▸ Set of tasks
1. Retype the stretch of the eating-out post from "Friday, January 4, 2013" through "eat just anything.", keeping every word and mark unchanged.
2. In the post about eating out as a vegan, what share of the nation's population is given for the vegan movement?
3. Write the next part of the blog post about eating out with a vegan diet, picking up after its final paragraph.

▸ Source passage
Friday, January 4, 2013

The Eating Out Shivers

Everytime friends suggest eating out, I take a step back in my head.  I LOVE eating out.  Indian, burgers, pizza... the idea of not having to cook and have a great time with friends is pure bliss, that is until I remember that I can't eat just anything. 

There are a lot more people with food allergies today than there ever were, and many restaurants (especially if you live in a suburban area) don't cater to newer developments in eating habits.  The vegan movement is growing, however, currently at 3% of the nation's population, and rising!  Cities like New York City boast of having over 100 restaurants, cafes or bakeries that cater to vegan diets.  But what is one to do if your town/city don't have such a plethora of options? It's like going to war: plan ahead! 
If you have some amazing friends, like I do, they will be pretty laid back with going to any restaurant that has vegan options.  If not, then there's always plan B:  BYOF (Bring your own food).  Now, don't get discouraged or overwhelmed.  It may sound cumbersome and a pain in the butt to have to develop a habit of bringing your own food on every outing you go on, but there are simple ways to make this easy. 

1.  bulk cooking. 
I LIVE on this.  I usually make 1 pot of something and live off of it for the whole week.  If you don't mind this, it makes life easy, and you can enjoy vegan choices whilst being in great company.
If you are going to chance ordering something that is on the menu at a regular restaurant, make sure to ask specific questions, like whether or not something's cooked in butter or oil, and especially if you have food allergies, if the veggies have touched animal product or dairy.

▸ Source material

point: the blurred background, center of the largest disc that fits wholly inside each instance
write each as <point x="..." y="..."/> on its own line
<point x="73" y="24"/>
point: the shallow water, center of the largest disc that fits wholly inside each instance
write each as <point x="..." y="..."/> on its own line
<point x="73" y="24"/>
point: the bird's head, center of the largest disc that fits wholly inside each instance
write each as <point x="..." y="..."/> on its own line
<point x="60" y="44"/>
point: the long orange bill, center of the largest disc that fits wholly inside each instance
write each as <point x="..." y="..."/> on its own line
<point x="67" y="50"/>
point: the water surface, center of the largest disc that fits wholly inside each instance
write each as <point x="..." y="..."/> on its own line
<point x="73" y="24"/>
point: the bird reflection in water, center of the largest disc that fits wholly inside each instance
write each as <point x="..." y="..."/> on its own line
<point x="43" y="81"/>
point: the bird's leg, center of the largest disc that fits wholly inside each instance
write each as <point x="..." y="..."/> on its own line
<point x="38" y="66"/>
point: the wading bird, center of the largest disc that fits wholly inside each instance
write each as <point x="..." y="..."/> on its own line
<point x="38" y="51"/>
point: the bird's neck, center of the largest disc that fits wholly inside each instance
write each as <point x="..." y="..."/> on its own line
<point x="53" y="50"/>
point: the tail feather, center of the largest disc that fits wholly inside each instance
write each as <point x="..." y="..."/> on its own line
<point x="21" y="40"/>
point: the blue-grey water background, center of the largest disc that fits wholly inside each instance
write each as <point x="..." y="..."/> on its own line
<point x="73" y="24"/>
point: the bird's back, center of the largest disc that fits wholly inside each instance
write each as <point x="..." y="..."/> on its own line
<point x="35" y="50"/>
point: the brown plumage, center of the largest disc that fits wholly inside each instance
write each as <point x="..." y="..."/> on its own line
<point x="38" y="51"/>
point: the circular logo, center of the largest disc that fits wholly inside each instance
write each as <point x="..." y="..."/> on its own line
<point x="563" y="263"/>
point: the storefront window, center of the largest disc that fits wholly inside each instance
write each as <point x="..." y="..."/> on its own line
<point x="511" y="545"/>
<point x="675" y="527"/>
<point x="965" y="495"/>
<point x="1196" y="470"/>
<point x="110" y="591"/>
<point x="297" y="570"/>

▸ Answer set
1.
Friday, January 4, 2013

The Eating Out Shivers

Everytime friends suggest eating out, I take a step back in my head.  I LOVE eating out.  Indian, burgers, pizza... the idea of not having to cook and have a great time with friends is pure bliss, that is until I remember that I can't eat just anything.

2. 3% of the nation's population.

3.
(**if you have severe dairy, wheat or nut allergies, you must make sure to specify to the waiter/waitress about cross contamination, i.e. cleaned bowls & dishware without having touched any of the above mentioned allergic products)

2.  snack options. 
have snacking options readily available.  find what you like best and make sure you have it in stock.  chances are, you can definitely expect at least a veg dish at whatever party or restaurant you go to, and most places are fine with serving you undressed (i.e. not buttered) veggies.  (I always ask for my vegan dressing, like a vinaigrette,  on the side.) 
 If this is not enough for you, the following will be the quickest, easiest option

3.  the store bought option
frozen, vegan meals
vegan packaged snacks/goods
vegan friendly protein bars (make sure to READ THE LABEL, as many protein bars use whey protein which is a milk derivative)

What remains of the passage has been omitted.